::: Record extracts :::
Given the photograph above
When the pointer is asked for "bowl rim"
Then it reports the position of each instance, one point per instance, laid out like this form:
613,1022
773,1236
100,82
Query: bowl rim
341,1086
:::
Problem: Write out all of these records again in full, requests included, and shift every coordinate in the answers up by 55. Leave the sample coordinates in the requests as they are.

Exercise result:
Given the photograph above
When the pointer is asked for "bowl rim"
Then it reports the position of each instance, one point per instance, laid out like this form:
613,1022
773,1236
100,82
Query: bowl rim
396,1141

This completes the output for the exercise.